SUPPLIED TEXT
──────────
Well, if you bought a really cheap DAS array, your first indication will be when Exchange starts throwing errors and the active copy moves to one of the other replicas. (You are monitoring your Exchange servers, right?) More expensive DAS arrays usually directly let you know that a disk failed. Either way, you have to replace the disk. Again, with a cheap white-box array, you’re on your own to buy replacement disks, while a good DAS vendor will provide replacements within the warranty/maintenance period. Once the disk is replaced, you have to re-establish the database replica. This brings us to the wonderful manual process known as database reseeding, which is not only a manual task, but can take quite a significant amount of time – especially if you made use of archival mailboxes and stuffed that DJS configuration full of data. Let’s take a closer look at what this means to you.

[Begin 4/13 update]

There’s a dearth of hard information out there about what types of reseed throughputs we can achieve in the real world, and my initial version of this post where I assumed 20GB/hour as an “educated guess” earned me a bit of ribbing in some quarters. In my initial example, I said that if we can reseed 20GB of data per hour (from a local passive copy to avoid the I/O hit to the active copy), that’s 10 hours for a 200GB database, 30 hours for a 600GB database, or 60 hours –two and a half days! – for a 1.2 TB database[2].

According to the Top 10 Exchange Storage Myths post on the Exchange team blog, 20GB/hour is way too low; in their internal deployments, they’re seeing between 35-70GB per hour. How would these speeds affect reseed times in my examples above? Well, let’s look at Table 1:

Table 1: Example Exchange 2010 Mailbox Database reseed times

Database Size Reseed Throughput Reseed Time
200GB 20GB/hr 10 hours
200GB 35GB/hr 7 hours
200GB 50GB/hr 4 hours
200GB 70GB/hr 3 hours
600GB 20GB/hr 30 hours
600GB 35GB/hr 18 hours
600GB 50GB per hour 12 hours
600GB 70GB per hour 9 hours
1.2TB 20GB/hr 60 hours
1.2TB 35GB/hr 35 hours
1.2TB 50GB/hr 24 hours
1.2TB 70GB/hr 18 hours

As you can see, reseed time can be a key variable in a DJS design. In some cases, depending on your business needs, these times could make or break whether this is a good design. I’ve done some talking around and found out that reseed times in the field are all over the charts. I had several people talk to me at the MVP Summit and ask me under what conditions I’d seen 20GB/hour, as that was too high. Astrid McClean and Matt Gossage of Microsoft had a great discussion with me and obviously felt that 20GB/hour is way too low.
──────────
DIRECTIVE 1
In the Exchange reseeding text, what reseed speeds did the Exchange team report seeing in its internal deployments?
DIRECTIVE 2
Continue the Exchange reseeding text from where it stops.

MATERIAL PROVIDED
──────────
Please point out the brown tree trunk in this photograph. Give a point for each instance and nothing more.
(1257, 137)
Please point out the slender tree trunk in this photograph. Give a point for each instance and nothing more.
──────────
RIGHT ANSWER 1
Between 35 and 70GB per hour.

RIGHT ANSWER 2
Since then, I’ve received a lot of feedback and like I said, it’s all over the map. However, I’ve yet to hear anyone outside of Microsoft publicly state a reseed throughput higher than 20GB/hour. What this says to me is that getting the proper network design in place to support a good reseed rate hasn’t been a big point in deployments so far, and that in order to make a DJS design work, this may need to be an additional consideration.

If your replication network is designed to handle the amount of traffic required for normal DAG replication and doesn’t have sufficient throughput to handle reseed operations, you may be hurting yourself in the unlikely event of suffering multiple simultaneous replica failures on the same mailbox database.

This is a bigger concern for shops that have a small tolerance for any given drive failure. In most environments, one of the unspoken effects of a DJS DAG design is that you are trading number of replicas – and database-level failover – for replica rebuild time. If you’re reduced from four replicas down to three, or three down to two during the time it takes to detect the disk failure, replace the disk, and complete the reseed, you’ll probably be okay with that taking a longer period of time as long as you have sufficient replicas.

All during the reseed time, you have one fewer replica of that database to protect you. If your business processes and requirements don’t give you that amount of leeway, you either have to design smaller databases (and waste the disk capacity, which brings us right back to the good old bad days of Exchange 2000/2003 storage design) or use RAID.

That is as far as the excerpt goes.